[SUPPLIED INFORMATION Boundary: Start]
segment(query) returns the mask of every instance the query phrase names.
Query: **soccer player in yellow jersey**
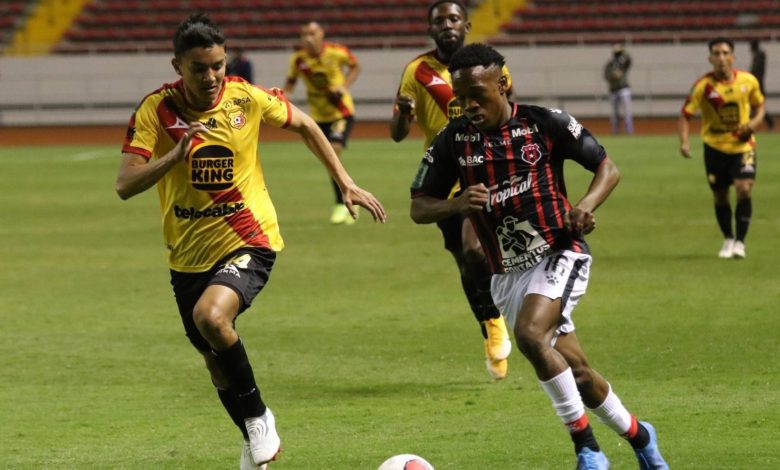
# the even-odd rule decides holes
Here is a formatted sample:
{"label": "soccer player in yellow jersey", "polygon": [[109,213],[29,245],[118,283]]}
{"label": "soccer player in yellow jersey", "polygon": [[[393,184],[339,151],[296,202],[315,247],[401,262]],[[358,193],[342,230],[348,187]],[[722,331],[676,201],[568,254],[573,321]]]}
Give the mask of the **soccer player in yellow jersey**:
{"label": "soccer player in yellow jersey", "polygon": [[[324,38],[325,31],[314,21],[301,27],[301,47],[290,57],[284,91],[292,93],[298,78],[303,78],[309,113],[341,157],[355,121],[349,87],[360,74],[360,64],[346,46],[325,42]],[[351,225],[355,219],[349,216],[335,181],[333,191],[336,205],[330,222]]]}
{"label": "soccer player in yellow jersey", "polygon": [[338,184],[346,207],[384,221],[382,205],[355,185],[316,123],[282,93],[225,77],[225,37],[205,15],[174,35],[181,79],[147,95],[122,147],[122,199],[157,186],[171,284],[184,330],[244,435],[241,468],[264,468],[280,449],[236,317],[262,290],[282,249],[257,155],[260,124],[298,133]]}
{"label": "soccer player in yellow jersey", "polygon": [[[446,126],[450,119],[461,115],[460,106],[452,93],[452,81],[447,70],[450,57],[463,47],[471,30],[468,11],[460,2],[442,0],[428,9],[428,34],[436,49],[417,56],[404,69],[401,85],[395,99],[390,135],[400,142],[409,134],[412,121],[425,134],[425,146]],[[504,74],[511,79],[506,66]],[[507,92],[509,94],[511,92]],[[457,191],[459,188],[454,188]],[[503,379],[507,371],[507,356],[512,343],[501,316],[490,295],[490,272],[482,247],[468,219],[455,215],[437,222],[444,237],[444,248],[452,253],[460,270],[463,291],[471,310],[480,323],[485,339],[484,349],[488,373]]]}
{"label": "soccer player in yellow jersey", "polygon": [[[764,95],[756,77],[734,68],[734,42],[709,42],[712,72],[694,83],[679,118],[680,153],[691,158],[688,121],[701,112],[704,166],[715,201],[715,217],[723,232],[721,258],[744,258],[745,236],[753,212],[751,193],[756,178],[756,139],[764,120]],[[731,224],[729,187],[736,191],[736,236]]]}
[SUPPLIED INFORMATION Boundary: End]
__REQUIRED ACTION__. Reproduce all of the records above exactly, but exclude the pictures.

__YOUR SOLUTION__.
segment(query) returns the mask of every instance the query phrase names.
Query: **soccer player in yellow jersey**
# the even-odd rule decides holes
Here is a formatted sample:
{"label": "soccer player in yellow jersey", "polygon": [[109,213],[29,245],[118,283]]}
{"label": "soccer player in yellow jersey", "polygon": [[[393,184],[339,151],[296,202],[315,247],[401,262]],[[358,193],[342,230],[348,187]],[[722,331],[676,201],[568,254],[573,321]]]}
Give the mask of the **soccer player in yellow jersey**:
{"label": "soccer player in yellow jersey", "polygon": [[[324,38],[325,31],[314,21],[301,27],[301,47],[290,57],[284,91],[292,93],[298,78],[303,78],[309,113],[341,157],[355,121],[349,87],[360,74],[360,64],[346,46],[325,42]],[[351,225],[355,219],[349,216],[335,181],[333,191],[336,205],[330,222]]]}
{"label": "soccer player in yellow jersey", "polygon": [[338,184],[346,207],[384,221],[382,205],[355,185],[316,123],[282,93],[225,77],[225,37],[205,15],[174,35],[181,79],[147,95],[122,147],[122,199],[157,186],[171,284],[184,330],[244,435],[241,468],[264,468],[280,449],[236,317],[262,290],[282,249],[257,155],[260,124],[298,133]]}
{"label": "soccer player in yellow jersey", "polygon": [[[446,126],[450,119],[461,115],[460,106],[452,93],[452,81],[447,70],[450,57],[463,47],[471,30],[468,11],[460,2],[442,0],[428,9],[428,34],[436,49],[417,56],[404,69],[401,85],[395,99],[390,135],[400,142],[409,134],[412,121],[425,134],[425,146]],[[504,74],[511,79],[506,66]],[[507,92],[509,94],[511,92]],[[457,191],[459,188],[454,188]],[[503,379],[507,371],[507,356],[512,343],[501,316],[490,295],[490,272],[482,247],[468,219],[455,215],[437,222],[444,237],[444,248],[452,253],[460,270],[463,291],[471,310],[480,323],[485,339],[484,349],[488,373]]]}
{"label": "soccer player in yellow jersey", "polygon": [[[764,95],[756,77],[734,68],[734,42],[709,42],[712,72],[694,83],[679,118],[680,153],[691,158],[688,121],[701,112],[704,166],[715,201],[715,217],[723,232],[721,258],[744,258],[745,236],[753,212],[751,193],[756,178],[756,139],[764,120]],[[731,224],[729,187],[736,191],[736,236]]]}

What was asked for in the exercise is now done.